■ **PASSAGE SHOWN**

* start *

Well, that dream this morning made me realize that, no matter what depths I reach of self-pity and self-doubt, I NEED to continue to live because I have OBLIGATIONS to people other than myself. Yes, the world would probably be just fine without me. Yes, my family would survive and be able to solve their problems without me. And, yes, Tom would eventually be alright. BUT. Even if I don't WANT to play my part, the world God has placed me in NEEDS me to. It is my duty. He put me here to do certain things. The person I am is who He needed to fulfill these parts. He needs me to be the logical sister and daughter. He needs me to be the woman who understands Tom. He needs me to be the nurturer to Abby and Chloe. He needs me to share an occasional thoughtful remark in the web world. God NEEDS me to be the person He made me. He needs me to meet the responsibilities He's set before me. I have a job. One that HE gave me. It is multidimensional and longterm. It has many aspects and will evolve and change as I grow, but it is a job only I can do. He created me especially FOR this job. Who am I to shrug that off? GOD... you know, the all-knowing, all-worthy, ever-living CREATOR? Yeah, Him. He put me here. Giving up and laying down my sword before I'm even halfway through the battle is basically thumbing my nose at Him. Eeek! Yeah. This whole line of thinking made me think of a saying that I have on my fridge door (it's so funny, because I wasn't thinking about this quote AT ALL until just now, but it is so exactly the point of all this):
"God created me with a specific purpose in mind. Only I can do it, with my unique abilities, history, and spirit. I am indispensible, unique, and important to God, to my family, to mankind, and to the universe."

* end *

■ **Excerpts from a point labeling dataset**
* start *

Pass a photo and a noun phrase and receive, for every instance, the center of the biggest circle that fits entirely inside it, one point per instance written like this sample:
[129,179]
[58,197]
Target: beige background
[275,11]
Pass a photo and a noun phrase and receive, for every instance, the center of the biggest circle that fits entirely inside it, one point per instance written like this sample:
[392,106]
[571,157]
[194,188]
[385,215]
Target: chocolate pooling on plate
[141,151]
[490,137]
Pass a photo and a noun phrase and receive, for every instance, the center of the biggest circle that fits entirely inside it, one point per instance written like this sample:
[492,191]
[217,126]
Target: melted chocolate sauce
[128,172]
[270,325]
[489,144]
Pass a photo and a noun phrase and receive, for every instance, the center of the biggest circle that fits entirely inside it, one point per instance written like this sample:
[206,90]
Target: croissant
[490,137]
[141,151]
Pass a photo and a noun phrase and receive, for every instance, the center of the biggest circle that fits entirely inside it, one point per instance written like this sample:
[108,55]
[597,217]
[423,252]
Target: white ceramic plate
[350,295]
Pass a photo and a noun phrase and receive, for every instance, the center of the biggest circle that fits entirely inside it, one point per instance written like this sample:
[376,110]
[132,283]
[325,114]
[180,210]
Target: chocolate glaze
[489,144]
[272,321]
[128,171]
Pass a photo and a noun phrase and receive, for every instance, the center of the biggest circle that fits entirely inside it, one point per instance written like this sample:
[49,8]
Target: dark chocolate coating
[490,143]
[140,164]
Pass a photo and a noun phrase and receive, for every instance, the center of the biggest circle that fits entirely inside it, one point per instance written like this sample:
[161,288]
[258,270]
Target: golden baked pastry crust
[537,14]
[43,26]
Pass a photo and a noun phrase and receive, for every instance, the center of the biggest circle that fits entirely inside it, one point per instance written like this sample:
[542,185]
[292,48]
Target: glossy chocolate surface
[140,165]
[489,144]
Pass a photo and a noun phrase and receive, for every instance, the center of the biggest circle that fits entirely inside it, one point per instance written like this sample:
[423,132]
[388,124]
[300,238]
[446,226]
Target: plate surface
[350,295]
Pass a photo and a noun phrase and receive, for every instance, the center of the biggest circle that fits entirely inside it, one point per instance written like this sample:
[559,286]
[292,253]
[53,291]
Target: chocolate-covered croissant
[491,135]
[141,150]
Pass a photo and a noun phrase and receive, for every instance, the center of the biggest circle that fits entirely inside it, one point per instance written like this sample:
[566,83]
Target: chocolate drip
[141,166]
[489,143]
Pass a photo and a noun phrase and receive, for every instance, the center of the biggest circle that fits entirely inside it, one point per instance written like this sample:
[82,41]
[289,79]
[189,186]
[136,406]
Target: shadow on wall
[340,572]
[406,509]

* end *

■ **PROBLEM DETAILS**
Quote the passage about living out the purpose God gave, in full and word for word.

■ **THE ANSWER**
Well, that dream this morning made me realize that, no matter what depths I reach of self-pity and self-doubt, I NEED to continue to live because I have OBLIGATIONS to people other than myself. Yes, the world would probably be just fine without me. Yes, my family would survive and be able to solve their problems without me. And, yes, Tom would eventually be alright. BUT. Even if I don't WANT to play my part, the world God has placed me in NEEDS me to. It is my duty. He put me here to do certain things. The person I am is who He needed to fulfill these parts. He needs me to be the logical sister and daughter. He needs me to be the woman who understands Tom. He needs me to be the nurturer to Abby and Chloe. He needs me to share an occasional thoughtful remark in the web world. God NEEDS me to be the person He made me. He needs me to meet the responsibilities He's set before me. I have a job. One that HE gave me. It is multidimensional and longterm. It has many aspects and will evolve and change as I grow, but it is a job only I can do. He created me especially FOR this job. Who am I to shrug that off? GOD... you know, the all-knowing, all-worthy, ever-living CREATOR? Yeah, Him. He put me here. Giving up and laying down my sword before I'm even halfway through the battle is basically thumbing my nose at Him. Eeek! Yeah. This whole line of thinking made me think of a saying that I have on my fridge door (it's so funny, because I wasn't thinking about this quote AT ALL until just now, but it is so exactly the point of all this):
"God created me with a specific purpose in mind. Only I can do it, with my unique abilities, history, and spirit. I am indispensible, unique, and important to God, to my family, to mankind, and to the universe."